▶ **Tarefas escritas**:
1 > Segundo a crítica teatral, quem assina os figurinos de Pequena Magdalena?
2 > Altere o trecho da crítica teatral entre "Três cenografias incríveis" e "persistem em fazer.", inclusive, trocando "proveitoso" por "útil".

▶ **Texto da página**:
· · ·

Fotos: Jessica G. Teodoro

Crítica publicada no Site Pecinha é a Vovozinha
Por Dib Carneiro Neto – São Paulo – 14.09.2018

Três cenografias incríveis em três espetáculos de alto nível para crianças e jovens

Pequena Magdalena, ainda em cartaz, Rinocerantas e Annexo – Um Diário de Anne Frank, com temporadas encerradas recentemente, muito me impressionaram pela força dramatúrgica de suas arquiteturas cênicas

Gostei muito de três peças infanto-juvenis que vi recentemente em São Paulo e as reúno aqui em um mesmo texto opinativo, pelo fato de que todas as três muito me impressionaram no quesito cenografia. São boas não só nisso, mas achei que seria proveitoso começar a falar delas sob esse aspecto. Afinal, valorizar os cenógrafos é sempre muito importante, já que uma arquitetura cênica bem construída dialoga criativamente com a dramaturgia e nunca pode ser vista ou executada como mero acessório ou decoração, como muitas produções equivocadas ainda persistem em fazer.

Pequena Magdalena

Começo por Pequena Magdalena, em cartaz no Teatro Alfa. Cenário, adereços, bonecos e máscaras são assinados por Victor Merseguel, da Cia. de Copas. Victor é um talento já reconhecido na cenografia. Levou o Prêmio São Paulo por Meu Amigo Inventor (2017), por criar ‘engenhocas’ incríveis em homenagem a Leonardo da Vinci. Agora ele e sua companhia se debruçaram sobre a infância da pintora mexicana Frida Kahlo – e você não vai acreditar na alta criatividade do cenário. Merseguel acertou novamente, com louvor.

Ele ‘deitou e rolou’ com o tema do Dia dos Mortos, tradição mexicana de estética multicolorida. Flores, bandeirolas, velas, crepons, caveirinhas e mil e uma referências às obras da artista retratada dão o tom da cenografia nota dez, tudo isso também replicado com muito talento nos figurinos de Daniel Infantini. E tudo se passa em um cemitério, como não poderia deixar de ser, devido à temática do espetáculo. A coragem de fazer uma peça infantil se passar entre cruzes e covas não é ineditismo da Cia. de Copas, mas é sempre um feito a ser elogiado, por quebrar tabus e romper preconceitos sobre o que pode e o que não pode ser mostrado às crianças.
A cenografia é tão forte e tão importante neste espetáculo que, lá pela metade da peça, acontece algo literalmente estrondoso e inusitado, que eu desconfio nunca ter visto em peças infantis: o enorme portal que dá entrada ao cemitério, simplesmente desaba, desmorona no palco, deixando um aspecto de ruína, de cenografia mal-acabada. A plateia realmente se espanta com o barulho e com essa espécie de ruptura, desconstrução, um ‘mid point’ (o ponto central, clímax) na peça, um ‘twist’ visual (ponto de virada). Quando o portal é refeito e reerguido, todo enfeitado para o Dia dos Mortos, ouve-se na plateia crianças dizendo: “Mãe, como ficou muito mais bonito!” O recurso funciona muito bem. (O crédito de confecção do cenário é da PalhAssada Ateliê.)

· · ·

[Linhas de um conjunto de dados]

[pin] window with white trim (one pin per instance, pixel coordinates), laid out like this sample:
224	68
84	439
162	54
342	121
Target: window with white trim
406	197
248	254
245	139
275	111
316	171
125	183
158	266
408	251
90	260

· · ·

▶ **Resultados**:
1 > Daniel Infantini.

2 >
Três cenografias incríveis em três espetáculos de alto nível para crianças e jovens

Pequena Magdalena, ainda em cartaz, Rinocerantas e Annexo – Um Diário de Anne Frank, com temporadas encerradas recentemente, muito me impressionaram pela força dramatúrgica de suas arquiteturas cênicas

Gostei muito de três peças infanto-juvenis que vi recentemente em São Paulo e as reúno aqui em um mesmo texto opinativo, pelo fato de que todas as três muito me impressionaram no quesito cenografia. São boas não só nisso, mas achei que seria útil começar a falar delas sob esse aspecto. Afinal, valorizar os cenógrafos é sempre muito importante, já que uma arquitetura cênica bem construída dialoga criativamente com a dramaturgia e nunca pode ser vista ou executada como mero acessório ou decoração, como muitas produções equivocadas ainda persistem em fazer.